START Stored data

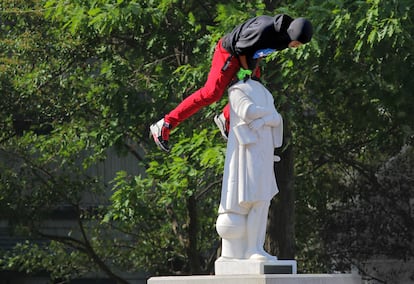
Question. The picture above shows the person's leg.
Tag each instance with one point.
(212, 91)
(218, 80)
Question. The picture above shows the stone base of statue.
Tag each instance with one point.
(260, 279)
(225, 266)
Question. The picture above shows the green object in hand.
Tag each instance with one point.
(243, 73)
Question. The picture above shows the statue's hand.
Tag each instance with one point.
(256, 124)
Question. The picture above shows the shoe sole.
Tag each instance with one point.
(154, 134)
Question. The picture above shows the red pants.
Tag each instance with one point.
(218, 80)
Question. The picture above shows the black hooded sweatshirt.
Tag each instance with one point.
(258, 33)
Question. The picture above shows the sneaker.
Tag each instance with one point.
(156, 130)
(221, 124)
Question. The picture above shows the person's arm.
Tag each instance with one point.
(243, 62)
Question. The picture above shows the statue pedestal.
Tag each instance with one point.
(244, 266)
(260, 279)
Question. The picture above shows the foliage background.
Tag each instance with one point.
(81, 77)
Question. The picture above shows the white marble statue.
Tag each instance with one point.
(249, 183)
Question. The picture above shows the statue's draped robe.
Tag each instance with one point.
(248, 171)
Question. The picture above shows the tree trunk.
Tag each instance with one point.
(192, 251)
(280, 239)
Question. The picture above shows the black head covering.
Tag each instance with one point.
(301, 30)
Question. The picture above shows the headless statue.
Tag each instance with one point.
(249, 183)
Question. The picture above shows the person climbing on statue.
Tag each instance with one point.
(239, 49)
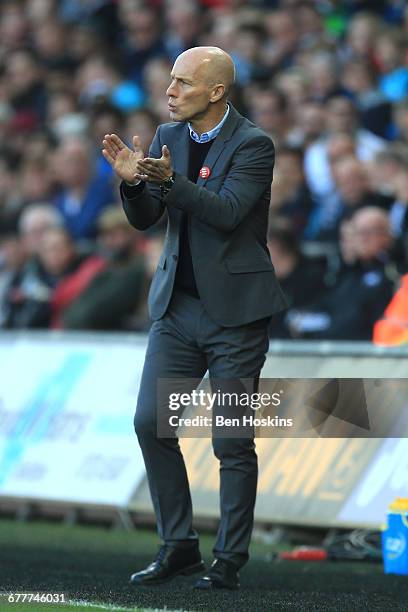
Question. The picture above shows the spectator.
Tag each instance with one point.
(83, 194)
(12, 260)
(48, 284)
(301, 278)
(34, 222)
(337, 317)
(341, 117)
(116, 292)
(294, 200)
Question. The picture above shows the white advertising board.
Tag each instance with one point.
(66, 419)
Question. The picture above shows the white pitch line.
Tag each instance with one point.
(87, 604)
(112, 608)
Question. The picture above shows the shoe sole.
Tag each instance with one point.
(186, 571)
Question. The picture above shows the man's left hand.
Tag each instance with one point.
(155, 170)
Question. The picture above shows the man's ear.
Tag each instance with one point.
(217, 93)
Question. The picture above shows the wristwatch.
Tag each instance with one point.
(166, 185)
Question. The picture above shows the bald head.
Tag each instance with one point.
(200, 81)
(211, 64)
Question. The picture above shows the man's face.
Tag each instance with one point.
(189, 92)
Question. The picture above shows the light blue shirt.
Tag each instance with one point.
(206, 136)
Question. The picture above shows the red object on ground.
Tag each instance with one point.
(305, 553)
(71, 287)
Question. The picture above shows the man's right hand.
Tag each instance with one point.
(122, 159)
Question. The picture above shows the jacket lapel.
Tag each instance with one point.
(220, 141)
(181, 149)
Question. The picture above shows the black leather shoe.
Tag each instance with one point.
(169, 563)
(221, 575)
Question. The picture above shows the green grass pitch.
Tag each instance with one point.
(92, 565)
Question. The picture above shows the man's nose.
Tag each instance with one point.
(171, 90)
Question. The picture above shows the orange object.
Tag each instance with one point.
(305, 553)
(392, 329)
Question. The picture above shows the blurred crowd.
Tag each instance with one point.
(327, 79)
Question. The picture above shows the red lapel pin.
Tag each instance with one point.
(205, 172)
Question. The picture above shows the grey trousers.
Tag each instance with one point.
(184, 344)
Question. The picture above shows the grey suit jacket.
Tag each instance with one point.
(227, 222)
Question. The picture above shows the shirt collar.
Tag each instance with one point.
(207, 136)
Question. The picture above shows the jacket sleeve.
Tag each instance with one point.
(142, 203)
(249, 176)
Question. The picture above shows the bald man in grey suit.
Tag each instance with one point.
(211, 298)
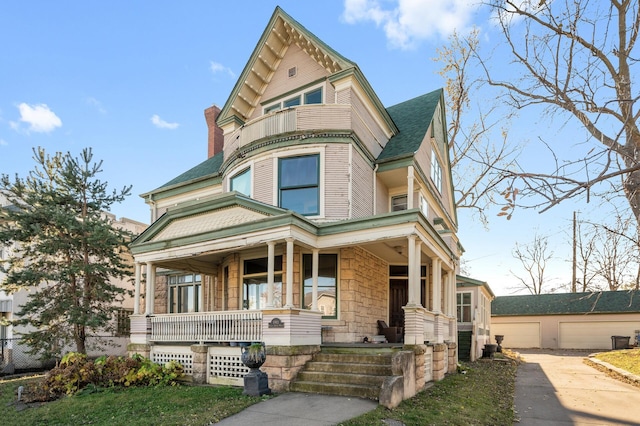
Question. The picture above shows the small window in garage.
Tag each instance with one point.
(464, 306)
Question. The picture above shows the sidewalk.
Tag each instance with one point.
(294, 409)
(556, 388)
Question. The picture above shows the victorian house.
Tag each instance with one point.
(321, 219)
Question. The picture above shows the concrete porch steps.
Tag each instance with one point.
(346, 371)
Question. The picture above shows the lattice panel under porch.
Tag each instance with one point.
(225, 366)
(185, 359)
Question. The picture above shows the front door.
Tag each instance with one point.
(398, 297)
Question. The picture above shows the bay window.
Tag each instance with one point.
(299, 184)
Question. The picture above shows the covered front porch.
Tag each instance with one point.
(259, 273)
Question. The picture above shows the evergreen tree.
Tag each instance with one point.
(64, 251)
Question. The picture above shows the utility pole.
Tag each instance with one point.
(573, 277)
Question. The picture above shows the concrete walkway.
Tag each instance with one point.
(295, 409)
(557, 388)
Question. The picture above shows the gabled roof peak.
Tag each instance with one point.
(281, 31)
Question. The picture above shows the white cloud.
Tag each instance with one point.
(161, 124)
(39, 117)
(218, 68)
(407, 22)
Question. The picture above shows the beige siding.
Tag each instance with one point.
(575, 331)
(336, 178)
(524, 334)
(594, 334)
(308, 71)
(364, 124)
(263, 181)
(362, 192)
(382, 197)
(322, 117)
(343, 97)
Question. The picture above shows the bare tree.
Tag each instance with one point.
(615, 255)
(534, 257)
(576, 57)
(477, 135)
(585, 244)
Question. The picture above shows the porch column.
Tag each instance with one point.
(414, 272)
(136, 297)
(436, 273)
(314, 279)
(427, 284)
(289, 304)
(447, 293)
(151, 288)
(271, 249)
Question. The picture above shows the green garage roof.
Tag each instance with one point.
(567, 303)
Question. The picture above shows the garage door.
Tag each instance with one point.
(594, 334)
(518, 334)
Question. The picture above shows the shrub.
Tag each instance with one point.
(76, 373)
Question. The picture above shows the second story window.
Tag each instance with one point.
(299, 184)
(313, 96)
(399, 202)
(436, 172)
(424, 206)
(241, 182)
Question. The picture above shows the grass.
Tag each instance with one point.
(179, 405)
(627, 359)
(482, 395)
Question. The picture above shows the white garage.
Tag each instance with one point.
(567, 320)
(594, 334)
(518, 334)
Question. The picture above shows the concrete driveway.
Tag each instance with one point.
(555, 387)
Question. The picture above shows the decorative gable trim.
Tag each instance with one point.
(281, 31)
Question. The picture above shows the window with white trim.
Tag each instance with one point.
(424, 206)
(327, 283)
(254, 283)
(185, 292)
(436, 171)
(241, 182)
(299, 184)
(398, 202)
(313, 96)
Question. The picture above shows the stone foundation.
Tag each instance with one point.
(139, 348)
(284, 362)
(453, 357)
(439, 361)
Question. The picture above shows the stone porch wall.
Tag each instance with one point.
(284, 362)
(362, 296)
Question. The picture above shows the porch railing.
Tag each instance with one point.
(301, 118)
(228, 326)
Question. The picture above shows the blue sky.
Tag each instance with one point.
(132, 79)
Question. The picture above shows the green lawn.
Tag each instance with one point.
(483, 395)
(178, 405)
(627, 359)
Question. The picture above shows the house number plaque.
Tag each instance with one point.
(276, 323)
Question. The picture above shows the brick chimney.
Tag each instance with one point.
(216, 137)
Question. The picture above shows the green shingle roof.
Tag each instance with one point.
(209, 167)
(567, 303)
(412, 118)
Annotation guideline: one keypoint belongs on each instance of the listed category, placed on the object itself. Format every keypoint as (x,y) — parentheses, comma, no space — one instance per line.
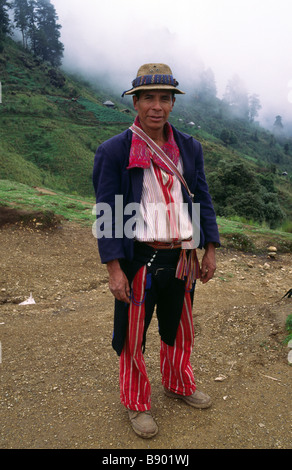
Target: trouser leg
(135,390)
(176,370)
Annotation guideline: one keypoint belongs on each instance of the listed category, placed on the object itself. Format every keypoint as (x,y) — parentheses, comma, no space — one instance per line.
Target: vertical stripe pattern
(176,370)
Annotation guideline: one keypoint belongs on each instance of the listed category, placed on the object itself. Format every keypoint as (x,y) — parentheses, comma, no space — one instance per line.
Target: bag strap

END Stored data

- [Task to complete]: With the pictures left out, write out all of the data exactly.

- [The completed task]:
Question. The picture above shows the person's leg.
Tag each instance with one point.
(212, 91)
(218, 80)
Question. The picture above shows the stone base of statue.
Tag each instance with one point.
(260, 279)
(225, 266)
Question. The picture above shows the green object in hand.
Tag each instance with one point.
(243, 73)
Question. The picture above shows the statue's hand.
Tag each instance with one point.
(256, 124)
Question. The picture above shows the shoe sole.
Tag each instance with one point.
(154, 134)
Question. The picture above shows the red pants.
Tag each instance with one point.
(218, 80)
Question. The picture above shows the black hooded sweatshirt.
Tag each instance with one point.
(258, 33)
Question. The picture above shows the sneaker.
Tag each instance with one point.
(156, 130)
(221, 124)
Question. The picture above shows the person's arm.
Tag each instance with one point.
(243, 62)
Question. The picture above shows the statue pedestal.
Tag each instance with one point.
(244, 266)
(260, 279)
Question. The picture above shows the foliage background.
Tag each instance with one point.
(81, 77)
Question. The picture above shows the white marble statue.
Tag each instance with one point.
(249, 183)
Question. The picture above shows the statue's draped robe.
Tag each instance with one point.
(248, 171)
Question. The picture above shows the tree trunk.
Tag each instance with one point.
(192, 251)
(280, 239)
Question. The picture above shows the black head covering.
Tag each instance with one point.
(301, 30)
Question. The picture above shows the headless statue.
Tag each instance with one point.
(249, 183)
Question. The picture above shows the person climbing on statue.
Tag each instance with one point.
(239, 49)
Question. The picture above shows the spectator.
Tag each instance with one point.
(83, 194)
(12, 260)
(48, 284)
(301, 278)
(34, 222)
(337, 317)
(341, 117)
(116, 292)
(294, 200)
Question. The picture above shows the white advertising board.
Tag each instance with one point.
(66, 419)
Question. The picture above shows the white pitch line.
Tag each instance with one point.
(87, 604)
(112, 608)
Question. The picture above shows the shoe sole.
Tag each instance with one point.
(186, 571)
Question. The picture above shows the man's left hand.
Tag each instance with one point.
(155, 170)
Question. The picture above shows the man's ear.
Tag each instance with one point.
(217, 93)
Question. The picture above shows the wristwatch.
Tag each instance with one point.
(166, 185)
Question. The picture above shows the bald head.
Tag each instance with one point.
(200, 81)
(211, 64)
Question. The picture above shows the man's face.
Tag each instance with one point.
(189, 92)
Question. The picture above shows the light blue shirt.
Tag each instance with one point.
(206, 136)
Question. The picture above shows the red object on ground.
Tag each instance with one point.
(305, 553)
(71, 287)
Question. The picture above shows the man's right hand.
Tag each instance with one point.
(122, 159)
Question. The picture above shows the jacket lapel.
Tag each instance with one point.
(220, 141)
(181, 149)
Question. The picture above shows the black leather shoe.
Tag each instance with one point.
(169, 563)
(221, 575)
Question. The picture above shows the green grass pitch.
Tag each instance with one point.
(92, 565)
Question. The picture above shows the man's nose.
Tag each instance with one point.
(171, 90)
Question. The picture above shows the orange object.
Tag each instance with one point.
(305, 553)
(392, 329)
Question. The picture above shows the blurred crowd.
Tag each instance with one point.
(327, 79)
Question. The picture above shows the red lapel pin.
Tag each instance with one point.
(205, 172)
Question. The picture above shows the grey trousers.
Tag each instance with one point.
(184, 344)
Question. The picture above shows the grey suit jacket.
Tag each instance with one point.
(227, 222)
Question. The picture above shows the shirt collar.
Tag each instance with one point.
(207, 136)
Question. The picture above shows the jacket sleeve.
Tag each instance with one point.
(142, 203)
(249, 176)
Question. The picture above shows the bald man in grey suit.
Tag each instance with one point.
(211, 298)
Question. The picture above shows the small window in garage.
Tag each instance with one point.
(464, 306)
Question. The picture above shows the sidewalk.
Tag each instance with one point.
(294, 409)
(556, 388)
Question. The picture above shows the victorian house.
Tag each instance with one point.
(321, 219)
Question. The picture above shows the concrete porch steps.
Tag each instance with one point.
(346, 371)
Question. The picture above shows the lattice panel under porch.
Tag each instance with one point.
(225, 366)
(185, 359)
Question. The picture above shows the front door.
Tag each instance with one point.
(398, 297)
Question. The picture above shows the bay window.
Tag each instance with one point.
(299, 184)
Question. The picture above shows the covered front porch.
Tag each instance with one point.
(259, 273)
Question. The picture above shows the evergreen tree.
Tag each instance with one point.
(64, 251)
Question. The picture above shows the utility pole.
Tag each instance with one point.
(573, 277)
Question. The picture above shows the concrete walkway.
Tag each instance with one point.
(295, 409)
(557, 388)
Question. The picture above shows the gabled roof peak.
Tag each instance with one point.
(281, 31)
Question. The picture above shows the white cloud.
Tag each instance with one point.
(161, 124)
(39, 117)
(218, 68)
(407, 22)
Question. The picture above shows the beige siding.
Tag each instance with one point.
(575, 331)
(336, 178)
(524, 334)
(594, 334)
(308, 71)
(364, 124)
(263, 181)
(362, 192)
(382, 197)
(322, 117)
(343, 97)
Question. The picture above shows the bare tree.
Tag each instance with one point.
(615, 255)
(534, 257)
(576, 57)
(477, 135)
(585, 244)
Question. The picture above shows the porch column.
Tag each instance with one point.
(414, 272)
(136, 297)
(436, 273)
(314, 279)
(427, 284)
(289, 304)
(447, 293)
(151, 288)
(271, 249)
Question. The picture above shows the green garage roof.
Tag each instance with one point.
(567, 303)
Question. The picture above shows the garage door.
Tag each instance with one point.
(594, 334)
(518, 334)
Question. The picture above shows the shrub.
Tag each instance with one point.
(76, 373)
Question. The picture above shows the second story window.
Tag each instance with one point.
(299, 184)
(313, 96)
(399, 202)
(436, 172)
(424, 206)
(241, 182)
Question. The picture above shows the grass.
Tag each instance with one point.
(179, 405)
(627, 359)
(482, 395)
Question. The picture above shows the white garage.
Tag each instance with one point.
(567, 320)
(594, 334)
(518, 334)
Question. The picture above shows the concrete driveway.
Tag each instance with one point.
(555, 387)
Question. The picture above shows the decorative gable trim.
Tag each instance with one point.
(281, 31)
Question. The picture above shows the window with white trim.
Tag each instance with one point.
(424, 206)
(327, 283)
(254, 283)
(185, 292)
(436, 171)
(241, 182)
(299, 184)
(398, 202)
(313, 96)
Question. The picture above shows the stone foundation.
Tag each instance with one point.
(139, 348)
(284, 362)
(453, 357)
(439, 361)
Question. The picture above shows the stone porch wall.
Tag each instance with one point.
(284, 362)
(362, 296)
Question. The picture above shows the porch railing.
Tag each instance with one point.
(301, 118)
(228, 326)
Question. The picture above shows the blue sky.
Tag each instance with one point.
(132, 79)
Question. The picture above shows the green lawn.
Tag each instance with one point.
(483, 395)
(178, 405)
(627, 359)
Question. The picture above shows the house number plaque.
Tag each instance with one point.
(276, 323)
Question. The picture above shows the brick chimney.
Tag each instance with one point.
(216, 137)
Question. The picture above shows the green shingle roof.
Tag each instance with one point.
(209, 167)
(567, 303)
(412, 118)
Annotation guideline: one keypoint belongs on each instance of the listed category, placed on the object itself. Format every keypoint as (x,y) — parentheses, comma, no space — one instance per line.
Target: trouser leg
(135,390)
(176,370)
Annotation guideline: one keypoint belongs on each instance of the listed category, placed on the object itself. Format every keypoint as (x,y) — parentheses, comma, no space — one instance per line.
Target: vertical stripe pattern
(176,370)
Annotation guideline: one keypoint belongs on each instance of the listed category, placed on the object itself. Format every keypoint as (x,y) — parentheses, comma, no space — one instance per line.
Target: bag strap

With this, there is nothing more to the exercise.